**Teks Bacaan**:
○ ○ ○ ○

Tuduhan Plagiat atas Novel Tenggelamnya Kapal Van Der Wijck

Tuduhan Plagiat Novel Tenggelamnya Kapal Van der Wijck

Tahun 1962 muncul dua buah tulisan dari Abdullah Sp. masing-masing berjudul “Benarkah Dia Manfaluthi-Indonesia?” (Bintang Timur, 7 September 1962) dan “Aktor- tunggal dalam ‘Bohong di Dunia” (Bintang Timur, 14 September 1962) mengawali heboh dalam kesastraan Indonesia tahun 60-an.

Lewat kedua tulisan itu, Abdullah Sp. menuduh novel Tenggelamnya Kapal van der Wijck yang sudah dicetak ulang ketujuh kalinya (cetakan pertama 1938) karya HAMKA adalah jiplakan dari novel Sous les Tilleuls (1832) karya Alphonse Karr pengarang Prancis, yang telah diterjemahkan oleh Mustafa Luthfi Al-Manfaluthi ke dalam bahasa Arab dengan judul Madjdulin.

Tuduhan plagiat yang dilontarkan Abdullah Sp. ini akhirnya menimbulkan polemik pro dan kontra yang bernuansa politik yang berkepanjangan. Pihak penuduh dipelopori oleh Pramoedya Ananta Toer dan pengarang-pengarang Lekra lainnya yang menyerang HAMKA dengan gencar lewat “Lentera”, sementara pihak lain sastrawan- sastrawan seperti Anas Makruf, Ali Audah, Asrul Sani, Usmar Ismail, dan H.B. Jassin, tampil mengutarakan pendapatnya masing-masing.

○ ○ ○ ○

**Cuplikan Data**:
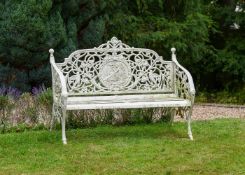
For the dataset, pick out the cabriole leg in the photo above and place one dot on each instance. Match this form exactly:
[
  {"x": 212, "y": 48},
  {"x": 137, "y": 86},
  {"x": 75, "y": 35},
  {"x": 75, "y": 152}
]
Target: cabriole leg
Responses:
[
  {"x": 52, "y": 118},
  {"x": 172, "y": 115},
  {"x": 189, "y": 113},
  {"x": 64, "y": 140}
]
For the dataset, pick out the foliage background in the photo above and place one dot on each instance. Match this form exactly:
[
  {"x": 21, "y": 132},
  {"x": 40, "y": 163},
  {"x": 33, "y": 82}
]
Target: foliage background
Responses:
[{"x": 202, "y": 31}]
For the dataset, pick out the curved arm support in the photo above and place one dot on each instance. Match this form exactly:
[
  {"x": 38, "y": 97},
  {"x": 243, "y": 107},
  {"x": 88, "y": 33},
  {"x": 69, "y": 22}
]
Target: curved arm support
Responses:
[
  {"x": 186, "y": 88},
  {"x": 58, "y": 82}
]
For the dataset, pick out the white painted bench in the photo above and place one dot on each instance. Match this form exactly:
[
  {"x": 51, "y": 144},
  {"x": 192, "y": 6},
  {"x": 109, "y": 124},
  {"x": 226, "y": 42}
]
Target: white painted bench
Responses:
[{"x": 116, "y": 76}]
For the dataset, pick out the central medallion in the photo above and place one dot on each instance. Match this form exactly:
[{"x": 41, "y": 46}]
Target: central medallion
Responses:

○ ○ ○ ○

Terjemahkan ke dalam bahasa Inggris kalimat berikut dari teks tentang tuduhan plagiat atas novel Tenggelamnya Kapal Van der Wijck: "Tuduhan plagiat yang dilontarkan Abdullah Sp. ini akhirnya menimbulkan polemik pro dan kontra yang bernuansa politik yang berkepanjangan."

This plagiarism accusation leveled by Abdullah Sp. eventually gave rise to a prolonged, politically tinged polemic between supporters and opponents.